#### [Your instructions]
Reproduce the items below, substituting "search phrase" for every occurrence of "query phrase" and changing nothing else. Leave the pictures out of your version.
** start of Records **
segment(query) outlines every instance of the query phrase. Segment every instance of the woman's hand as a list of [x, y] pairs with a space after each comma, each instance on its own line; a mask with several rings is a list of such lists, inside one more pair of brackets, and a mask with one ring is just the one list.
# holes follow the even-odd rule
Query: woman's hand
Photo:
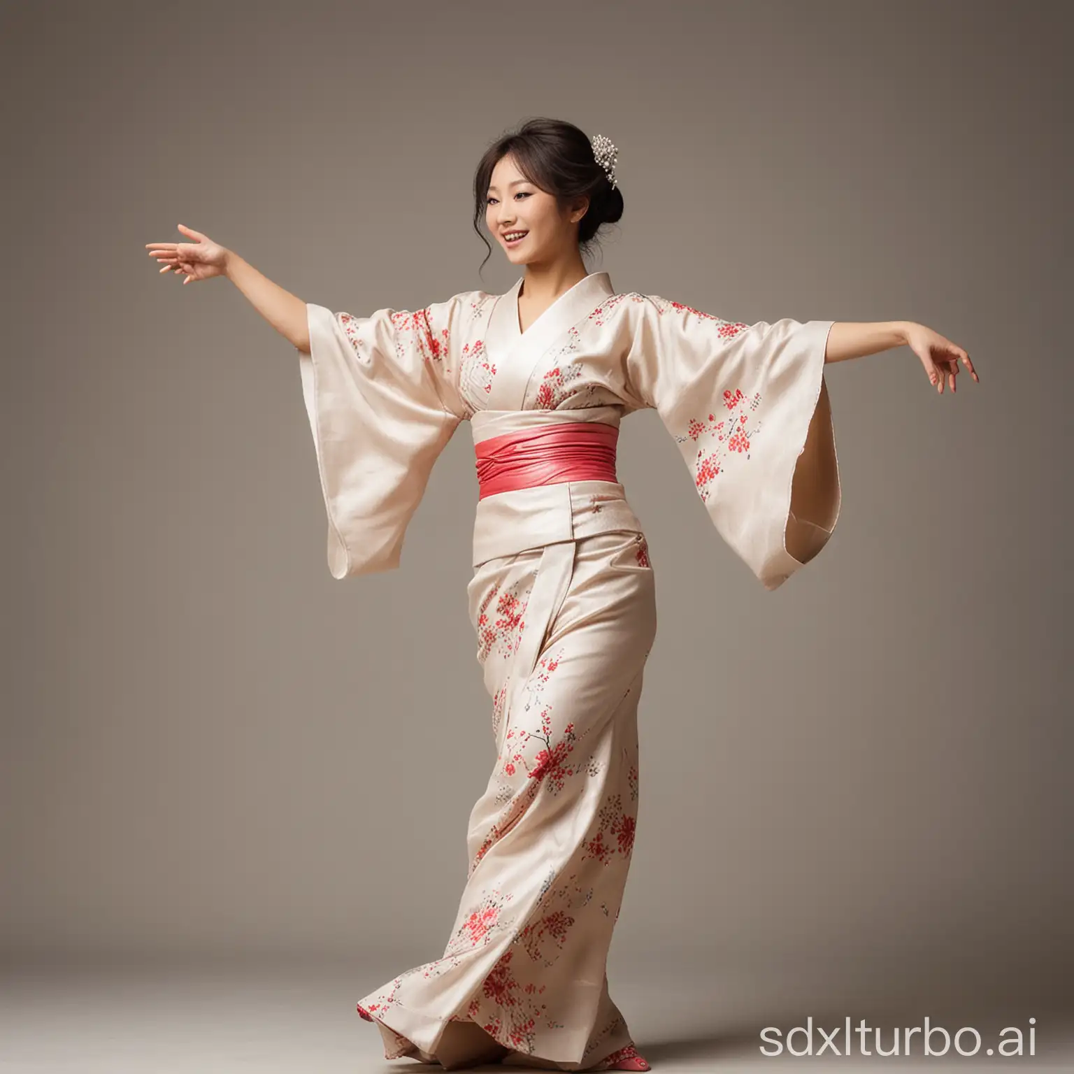
[[228, 270], [229, 250], [214, 243], [208, 235], [192, 231], [182, 223], [179, 231], [197, 240], [193, 243], [146, 243], [149, 257], [162, 263], [161, 272], [182, 272], [186, 275], [184, 286], [192, 279], [209, 279], [223, 276]]
[[962, 362], [970, 371], [970, 376], [978, 383], [981, 377], [977, 376], [967, 354], [961, 347], [952, 343], [939, 332], [909, 321], [905, 328], [906, 346], [921, 360], [925, 372], [929, 376], [933, 388], [942, 395], [944, 381], [950, 383], [950, 390], [955, 391], [955, 377], [958, 375], [958, 363]]

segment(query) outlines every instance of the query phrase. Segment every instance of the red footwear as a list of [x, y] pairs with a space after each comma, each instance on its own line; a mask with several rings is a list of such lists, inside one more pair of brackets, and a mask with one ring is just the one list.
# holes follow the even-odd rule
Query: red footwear
[[598, 1071], [652, 1070], [645, 1057], [633, 1044], [628, 1044], [625, 1048], [620, 1048], [619, 1051], [613, 1051], [599, 1066], [594, 1069]]

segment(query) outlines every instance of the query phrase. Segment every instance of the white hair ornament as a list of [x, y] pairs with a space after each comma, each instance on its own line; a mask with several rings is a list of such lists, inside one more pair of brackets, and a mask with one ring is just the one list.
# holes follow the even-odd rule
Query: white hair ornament
[[615, 147], [615, 143], [611, 139], [605, 137], [604, 134], [594, 134], [590, 139], [593, 145], [593, 157], [596, 162], [605, 170], [605, 175], [608, 176], [608, 182], [611, 184], [612, 190], [615, 189], [615, 161], [619, 158], [619, 149]]

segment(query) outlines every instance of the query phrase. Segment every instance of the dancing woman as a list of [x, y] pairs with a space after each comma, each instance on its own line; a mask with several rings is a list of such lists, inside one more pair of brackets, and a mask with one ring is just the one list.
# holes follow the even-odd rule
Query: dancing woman
[[305, 303], [183, 224], [189, 242], [147, 244], [184, 284], [227, 276], [297, 349], [335, 578], [398, 566], [433, 464], [469, 421], [469, 613], [497, 757], [444, 954], [358, 1003], [387, 1058], [650, 1069], [605, 973], [656, 629], [649, 550], [615, 476], [623, 417], [656, 409], [716, 531], [774, 590], [839, 517], [825, 367], [906, 345], [940, 393], [960, 362], [978, 379], [961, 347], [911, 321], [744, 324], [616, 292], [583, 259], [623, 214], [615, 165], [606, 137], [558, 120], [497, 140], [474, 226], [524, 272], [504, 294], [416, 311]]

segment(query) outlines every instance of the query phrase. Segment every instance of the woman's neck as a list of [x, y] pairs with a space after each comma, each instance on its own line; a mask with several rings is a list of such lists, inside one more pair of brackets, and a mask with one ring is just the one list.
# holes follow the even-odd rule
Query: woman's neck
[[527, 264], [519, 297], [524, 296], [526, 305], [546, 305], [555, 302], [586, 276], [589, 272], [581, 255], [545, 265]]

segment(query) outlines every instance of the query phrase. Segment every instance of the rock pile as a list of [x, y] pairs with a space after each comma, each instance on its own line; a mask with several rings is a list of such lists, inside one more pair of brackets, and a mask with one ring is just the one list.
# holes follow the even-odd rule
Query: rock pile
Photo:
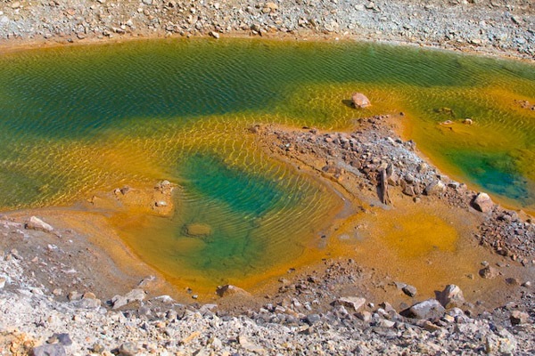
** end of Records **
#### [Exercise result]
segment(query) outlines every instance of the search phrase. Segment every instance of the woman's hand as a list of [x, y] pairs with a space after each comma, each instance on its own line; a mask with several rings is a list of such lists, inside one more pair of brackets, and a mask with one ring is just the one list.
# holes follow the even-odd rule
Query: woman's hand
Photo:
[[228, 270], [229, 250], [214, 243], [208, 235], [192, 231], [182, 223], [179, 231], [197, 240], [193, 243], [146, 243], [149, 257], [162, 263], [161, 272], [182, 272], [186, 275], [184, 286], [192, 279], [209, 279], [223, 276]]
[[962, 362], [970, 371], [970, 376], [978, 383], [981, 377], [977, 376], [967, 354], [961, 347], [952, 343], [939, 332], [909, 321], [905, 328], [906, 346], [921, 360], [925, 372], [929, 376], [933, 388], [942, 395], [944, 381], [950, 383], [950, 390], [955, 391], [955, 377], [958, 375], [958, 363]]

segment(query) outlines every instance of the search phrase. Segment every instance of the red footwear as a list of [x, y] pairs with a space after each comma, each instance on its own line; a mask with several rings is a list of such lists, inside one more pair of brackets, and a mask with one ring is just the one list.
# holes follow the even-odd rule
Query: red footwear
[[598, 1071], [652, 1070], [645, 1057], [633, 1044], [628, 1044], [625, 1048], [620, 1048], [619, 1051], [613, 1051], [599, 1066], [594, 1069]]

segment(query) outlines every instance of the search phrase. Segment every instance of the white hair ornament as a list of [x, y] pairs with a space after each comma, each instance on its own line; a mask with several rings is a list of such lists, inside one more pair of brackets, and a mask with one ring is just the one list.
# holes follow the even-odd rule
Query: white hair ornament
[[615, 147], [615, 143], [611, 139], [605, 137], [604, 134], [594, 134], [590, 139], [593, 145], [593, 157], [596, 162], [605, 170], [605, 175], [608, 176], [608, 182], [611, 184], [612, 190], [615, 189], [615, 161], [619, 158], [619, 149]]

segment(query) outlines every instance of the search phrase. Segment every instance of the dancing woman as a list of [x, y] pairs with a space after each comma, each instance on its own line; a mask with several rings is a list of such lists, inside one more pair of brackets, and a mask with one ring is just the one list.
# holes follow the even-odd rule
Query: dancing woman
[[305, 303], [183, 224], [189, 242], [147, 244], [184, 284], [227, 276], [297, 349], [335, 578], [398, 566], [433, 464], [469, 421], [469, 613], [497, 757], [444, 954], [358, 1003], [387, 1058], [650, 1069], [605, 973], [656, 629], [649, 550], [615, 476], [623, 417], [656, 409], [716, 531], [774, 590], [839, 517], [825, 367], [906, 345], [940, 393], [960, 362], [978, 379], [961, 347], [911, 321], [744, 324], [616, 292], [583, 259], [623, 214], [615, 165], [606, 137], [558, 120], [497, 140], [474, 226], [524, 272], [504, 294], [416, 311]]

segment(query) outlines every instance of the search phrase. Segment every instance of the woman's neck as a list of [x, y] pairs with a space after each comma, each instance on its own line; a mask with several rings is a list of such lists, inside one more pair of brackets, and a mask with one ring is just the one list.
# holes follow the even-odd rule
Query: woman's neck
[[527, 264], [519, 297], [524, 296], [526, 305], [546, 305], [555, 302], [586, 276], [589, 272], [581, 255], [545, 265]]

segment(query) outlines every instance of the search phrase. Segment every instance of the rock pile as a list of [x, y] pairs with a space after each comma, each instance on its own line; a mask with several rings is a list of such lists, inside one more pair of brackets, and a mask with one ring is just the one list.
# holes follow the even-odd rule
Query: rock pile
Photo:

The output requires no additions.